--- EXERCISE DATA Enclosed Below ---
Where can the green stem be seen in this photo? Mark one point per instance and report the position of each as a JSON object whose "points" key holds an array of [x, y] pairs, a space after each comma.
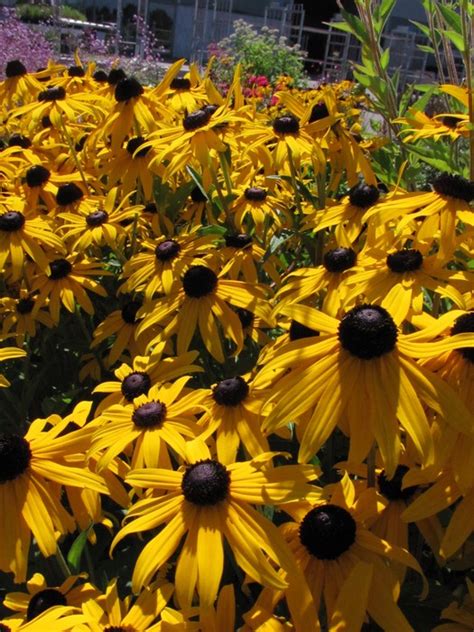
{"points": [[371, 467], [294, 182], [74, 154], [468, 36], [61, 562], [223, 201]]}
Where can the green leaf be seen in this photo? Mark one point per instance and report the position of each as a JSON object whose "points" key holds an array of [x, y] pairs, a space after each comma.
{"points": [[197, 179], [438, 162], [456, 39], [426, 49], [385, 58], [356, 25], [386, 7], [423, 28], [422, 102], [75, 552], [451, 18], [212, 229]]}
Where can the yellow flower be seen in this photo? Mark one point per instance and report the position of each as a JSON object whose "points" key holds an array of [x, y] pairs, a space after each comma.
{"points": [[30, 466], [360, 374], [207, 501]]}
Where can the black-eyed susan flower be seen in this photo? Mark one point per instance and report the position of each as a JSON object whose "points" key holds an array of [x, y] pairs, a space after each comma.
{"points": [[202, 301], [73, 591], [198, 135], [66, 284], [145, 371], [55, 619], [343, 562], [113, 614], [243, 257], [30, 466], [440, 211], [19, 86], [99, 226], [122, 325], [330, 278], [60, 106], [153, 424], [349, 215], [16, 316], [233, 412], [459, 614], [361, 373], [398, 278], [207, 501], [162, 261], [22, 235], [9, 353]]}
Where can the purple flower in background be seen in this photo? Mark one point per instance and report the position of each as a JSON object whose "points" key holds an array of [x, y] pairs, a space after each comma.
{"points": [[22, 42]]}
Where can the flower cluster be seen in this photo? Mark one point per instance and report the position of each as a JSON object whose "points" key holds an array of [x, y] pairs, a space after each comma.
{"points": [[238, 360]]}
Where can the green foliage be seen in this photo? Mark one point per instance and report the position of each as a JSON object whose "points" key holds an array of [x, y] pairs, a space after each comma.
{"points": [[36, 13], [260, 53]]}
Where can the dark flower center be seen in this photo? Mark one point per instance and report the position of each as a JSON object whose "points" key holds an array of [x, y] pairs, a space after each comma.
{"points": [[15, 68], [81, 142], [327, 531], [43, 600], [11, 221], [18, 140], [364, 195], [210, 108], [368, 331], [196, 119], [76, 71], [255, 194], [15, 456], [206, 483], [319, 111], [298, 331], [52, 94], [339, 259], [116, 75], [135, 384], [151, 208], [134, 143], [68, 194], [37, 176], [464, 325], [60, 268], [407, 260], [450, 121], [149, 415], [392, 488], [286, 125], [180, 83], [240, 240], [167, 250], [25, 305], [199, 281], [231, 392], [97, 218], [454, 186], [246, 318], [129, 312], [127, 89], [100, 76], [197, 195]]}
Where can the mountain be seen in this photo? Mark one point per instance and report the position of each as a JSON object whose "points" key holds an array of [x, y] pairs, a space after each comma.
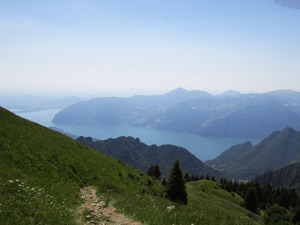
{"points": [[229, 93], [42, 172], [141, 156], [245, 161], [287, 176], [230, 114]]}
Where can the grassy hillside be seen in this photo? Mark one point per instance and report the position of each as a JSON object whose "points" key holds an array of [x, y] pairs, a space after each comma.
{"points": [[141, 156], [287, 176], [41, 172]]}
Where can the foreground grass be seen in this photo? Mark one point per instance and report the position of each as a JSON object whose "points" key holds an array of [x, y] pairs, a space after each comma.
{"points": [[208, 204], [41, 172]]}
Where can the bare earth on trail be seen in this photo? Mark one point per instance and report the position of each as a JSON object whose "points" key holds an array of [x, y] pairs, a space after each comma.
{"points": [[94, 211]]}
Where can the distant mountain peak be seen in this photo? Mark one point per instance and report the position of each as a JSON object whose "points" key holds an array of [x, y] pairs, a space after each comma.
{"points": [[229, 93], [182, 91]]}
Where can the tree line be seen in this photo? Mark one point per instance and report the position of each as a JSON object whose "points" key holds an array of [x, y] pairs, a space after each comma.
{"points": [[281, 205]]}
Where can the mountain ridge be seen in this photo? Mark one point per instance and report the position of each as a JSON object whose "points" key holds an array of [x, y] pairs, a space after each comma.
{"points": [[130, 150], [197, 112], [245, 161]]}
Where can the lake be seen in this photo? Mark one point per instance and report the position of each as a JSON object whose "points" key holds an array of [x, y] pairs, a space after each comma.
{"points": [[204, 148]]}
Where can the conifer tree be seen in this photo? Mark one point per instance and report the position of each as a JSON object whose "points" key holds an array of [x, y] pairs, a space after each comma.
{"points": [[176, 187], [251, 200], [207, 177]]}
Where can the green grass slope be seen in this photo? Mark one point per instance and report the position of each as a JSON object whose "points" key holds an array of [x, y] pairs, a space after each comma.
{"points": [[41, 172]]}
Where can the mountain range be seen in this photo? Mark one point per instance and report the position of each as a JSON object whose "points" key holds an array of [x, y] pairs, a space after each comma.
{"points": [[43, 173], [131, 151], [230, 114], [287, 176], [245, 161]]}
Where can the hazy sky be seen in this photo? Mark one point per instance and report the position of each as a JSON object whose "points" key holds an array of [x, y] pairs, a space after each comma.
{"points": [[148, 46]]}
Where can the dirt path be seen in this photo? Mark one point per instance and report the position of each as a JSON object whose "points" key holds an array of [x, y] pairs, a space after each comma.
{"points": [[95, 211]]}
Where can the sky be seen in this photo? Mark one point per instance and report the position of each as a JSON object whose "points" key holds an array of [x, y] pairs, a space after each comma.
{"points": [[126, 47]]}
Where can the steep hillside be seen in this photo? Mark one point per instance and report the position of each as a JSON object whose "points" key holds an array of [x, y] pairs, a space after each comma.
{"points": [[41, 172], [245, 161], [141, 156], [287, 176], [227, 115]]}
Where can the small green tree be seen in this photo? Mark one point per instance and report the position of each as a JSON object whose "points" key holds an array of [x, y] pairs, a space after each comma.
{"points": [[250, 199], [176, 187]]}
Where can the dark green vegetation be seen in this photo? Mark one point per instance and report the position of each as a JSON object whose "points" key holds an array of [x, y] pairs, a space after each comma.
{"points": [[245, 161], [228, 115], [287, 176], [141, 156], [176, 187], [41, 172], [279, 206], [154, 171]]}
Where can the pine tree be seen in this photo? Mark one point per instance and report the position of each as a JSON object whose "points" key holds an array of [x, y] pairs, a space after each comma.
{"points": [[175, 187], [251, 200], [157, 172]]}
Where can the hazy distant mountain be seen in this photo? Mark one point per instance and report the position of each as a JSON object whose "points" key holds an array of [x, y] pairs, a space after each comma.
{"points": [[34, 103], [230, 114], [229, 93], [141, 156], [287, 176], [245, 161]]}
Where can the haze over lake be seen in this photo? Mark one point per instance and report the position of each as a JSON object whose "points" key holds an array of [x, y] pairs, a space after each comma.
{"points": [[204, 148]]}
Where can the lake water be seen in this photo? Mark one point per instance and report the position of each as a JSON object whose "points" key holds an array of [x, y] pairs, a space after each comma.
{"points": [[204, 148]]}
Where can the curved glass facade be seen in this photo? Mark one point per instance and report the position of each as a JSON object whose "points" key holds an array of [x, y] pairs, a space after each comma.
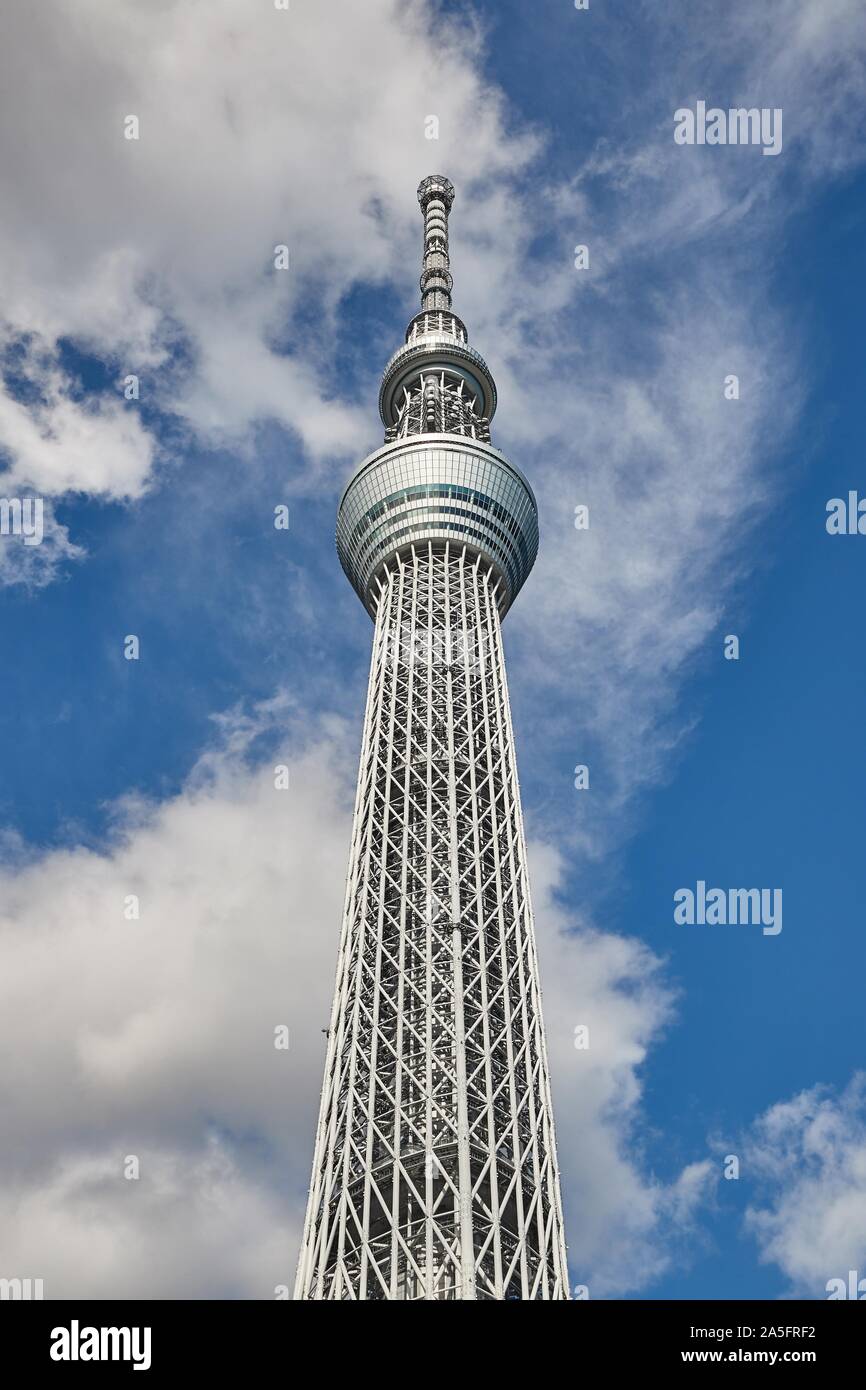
{"points": [[437, 488]]}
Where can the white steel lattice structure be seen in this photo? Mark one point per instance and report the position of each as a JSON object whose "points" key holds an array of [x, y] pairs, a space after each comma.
{"points": [[435, 1162]]}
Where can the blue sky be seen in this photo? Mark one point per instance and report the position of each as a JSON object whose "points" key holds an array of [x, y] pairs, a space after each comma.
{"points": [[708, 517]]}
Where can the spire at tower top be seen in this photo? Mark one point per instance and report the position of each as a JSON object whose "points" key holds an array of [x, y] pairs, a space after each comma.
{"points": [[435, 196]]}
--- End of Enclosed EXERCISE DATA ---
PROBLEM REQUIREMENTS -
Restate the listing word for word. Pictures do not belong in the copy.

TASK OUTPUT -
Where can the green stem be seen in this photo? Mark one point per instance and report the position of each as a JSON object whose "points" key holds an array of [x, y] pairs, a space after each comma.
{"points": [[371, 467], [294, 182], [74, 154], [468, 36], [61, 562], [223, 201]]}
Where can the green leaf be seen in this photo? Mark one point per instance and report the position of each as a JSON object whose "points" key holds an array of [x, y] pairs, a space after each comma.
{"points": [[197, 179], [438, 162], [456, 39], [426, 49], [385, 58], [356, 25], [386, 7], [423, 28], [422, 102], [75, 552], [451, 18], [212, 229]]}
Where can the yellow flower be seen in this photo? Mark one point per instance and report the position of each as a JSON object whose "points" key holds an array of [x, y] pairs, a space after each comma.
{"points": [[30, 466], [360, 374], [207, 501]]}
Where can the black-eyed susan flower be seen in this photo? Mark one point per instance and report the position of each as a JSON object whose "points" key holds an array of [x, y] pairs, a space after each comma.
{"points": [[202, 301], [73, 591], [198, 135], [66, 284], [145, 371], [55, 619], [343, 562], [113, 614], [243, 257], [30, 466], [440, 211], [19, 86], [99, 226], [122, 325], [330, 278], [60, 106], [153, 424], [349, 215], [16, 316], [233, 412], [459, 614], [361, 373], [398, 278], [207, 501], [162, 261], [22, 235], [9, 353]]}
Where can the purple flower in background be seen in this photo? Mark one point per instance and report the position of each as a JSON object whose "points" key holds an array of [x, y] pairs, a space after each comma.
{"points": [[22, 42]]}
Where can the flower cluster be seen in this photo? Mark one point per instance and report the position of each as a JSON object whose "points" key holds an array of [x, y] pairs, a space after each comma.
{"points": [[238, 360]]}
Where can the green foliage be seen in this photo? Mark one point per instance and report the position of each as a JSON object whose "points" key holds an array of [x, y] pairs, a space after each comma.
{"points": [[36, 13], [260, 53]]}
Where can the dark flower center be seen in this photo? Mark one point per instance and report the position of each as a JSON object whose "points" key holds an array of [x, y] pairs, a space after each comma.
{"points": [[15, 68], [81, 142], [327, 531], [43, 600], [11, 221], [18, 140], [364, 195], [210, 108], [368, 331], [196, 119], [76, 71], [255, 194], [15, 456], [206, 483], [319, 111], [298, 331], [52, 94], [339, 259], [116, 75], [135, 384], [151, 208], [134, 143], [68, 194], [37, 176], [464, 325], [60, 268], [407, 260], [450, 121], [149, 415], [392, 488], [286, 125], [180, 83], [240, 240], [167, 250], [25, 305], [199, 281], [231, 392], [97, 218], [454, 186], [246, 318], [129, 312], [127, 89], [100, 76], [197, 195]]}
Where can the mountain be seen in this photo? Mark one point per instance and report the position of each as a JSON object whose "points" key holds an array of [x, y] pairs, a space after each comma.
{"points": [[229, 93], [42, 172], [141, 156], [245, 161], [287, 176], [230, 114]]}
Where can the grassy hillside be seen in this photo? Mark one point per instance and report the position of each as a JSON object whose "points" key holds an array of [x, y] pairs, a space after each comma.
{"points": [[141, 156], [287, 176], [41, 172]]}
Where can the foreground grass be seen in this photo? Mark one point per instance and report the position of each as a JSON object whose "points" key holds an array of [x, y] pairs, a space after each comma.
{"points": [[208, 204], [41, 172]]}
Where can the bare earth on trail be seen in this photo? Mark one point per instance and report the position of each as a JSON object whose "points" key holds an array of [x, y] pairs, a space after each comma.
{"points": [[94, 211]]}
Where can the distant mountain peak be seen in this photo? Mark one point per instance and report the position of each as a JSON object whose "points" key holds an array of [x, y] pairs, a space after each comma.
{"points": [[229, 93], [182, 91]]}
Where can the tree line be seen in this photo? Mark one point per instance and report the position of each as a JSON object whose "points" key holds an array of [x, y] pairs, a space after each comma.
{"points": [[281, 205]]}
Where can the mountain ridge be seen in this photo? Mark one point per instance and report the position of each as a JSON object whose "points" key holds an array of [x, y] pairs, a space after each comma.
{"points": [[130, 150], [197, 112], [245, 161]]}
Where can the lake be seen in this photo? Mark one point per instance and report the position of each as a JSON object whose "points" key holds an array of [x, y] pairs, a space after each comma.
{"points": [[204, 148]]}
Where can the conifer tree be seen in this photo? Mark one point per instance and report the position of each as a JSON object whose "points" key holds an array of [x, y] pairs, a space after each comma.
{"points": [[176, 187], [251, 200], [207, 177]]}
Where can the green grass slope be seen in this photo? Mark one point per instance and report the position of each as a JSON object whose "points" key holds an array of [x, y] pairs, a space after each comma.
{"points": [[41, 172]]}
Where can the mountain range be seen in this photo? Mark one point per instance and report the position of each as a JSON object whose "points" key holds an array of [x, y] pairs, a space after each comma.
{"points": [[43, 173], [131, 151], [230, 114], [287, 176], [245, 161]]}
Where can the hazy sky be seen in this photo? Mark one point per instance and report the position of each as a JSON object whose "points" key holds an array of [x, y] pairs, a space after each comma.
{"points": [[148, 46]]}
Where can the dirt path be seen in this photo? Mark one point per instance and report the position of each as a JSON object whose "points" key holds an array of [x, y] pairs, a space after each comma.
{"points": [[95, 211]]}
Where can the sky be seen in this photo? Mark one point per instance and report the position of each as a JSON object whose "points" key holds an array of [x, y] pairs, a space after each comma.
{"points": [[126, 47]]}
Where can the steep hillside be seen in this photo? Mark one point per instance and report the position of each as a JSON object whose "points" key holds an array of [x, y] pairs, a space after each comma.
{"points": [[41, 172], [245, 161], [141, 156], [287, 176], [227, 115]]}
Where can the small green tree be seen in this photo? Mark one point per instance and report the position of each as a JSON object whose "points" key holds an array of [x, y] pairs, a space after each comma.
{"points": [[250, 199], [176, 187]]}
Where can the dark green vegetation be seen in this photo? Mark one point per instance and report the position of each as a JSON object whose "points" key holds an array of [x, y] pairs, a space after each comma.
{"points": [[245, 161], [228, 115], [287, 176], [141, 156], [176, 187], [41, 172], [279, 206], [154, 171]]}
Where can the pine tree be seen in this photo? Mark one point per instance and report the position of each as a JSON object whose "points" key holds an array of [x, y] pairs, a space after each comma.
{"points": [[175, 187], [251, 200], [157, 172]]}
Where can the hazy distant mountain be seen in this photo? Mark one point per instance and report the position of each as a JSON object whose "points" key holds an array of [x, y] pairs, a space after each comma.
{"points": [[34, 103], [230, 114], [229, 93], [141, 156], [287, 176], [245, 161]]}
Where can the haze over lake be seen in this photo? Mark one point per instance and report the position of each as a JSON object whose "points" key holds an array of [x, y] pairs, a space after each comma.
{"points": [[204, 148]]}
Where can the lake water be seen in this photo? Mark one point per instance and report the position of each as a JSON object whose "points" key holds an array of [x, y] pairs, a space after each comma.
{"points": [[204, 148]]}
Where can the curved glass facade be seen in this photo? Mark one point per instance and report the position of each as a JSON object whose "points" key holds an array of [x, y] pairs, a space after each comma.
{"points": [[437, 488]]}
Where can the white steel lattice structure be seen in this photo? Mark one point per instance and report the position of each as a JSON object whose "points" key holds an array of [x, y] pairs, a space after each comma.
{"points": [[435, 1162]]}
Where can the blue sky be seen in this photo? Mark one point per instance and report the position of each as a JSON object whose "points" key holds an array of [x, y] pairs, a space after each comma.
{"points": [[708, 517]]}
Where can the spire at tower top be seen in this photo? Mark one point per instance and report the position of each as a JSON object whose "points" key holds an array of [x, y] pairs, a space after each comma.
{"points": [[435, 196]]}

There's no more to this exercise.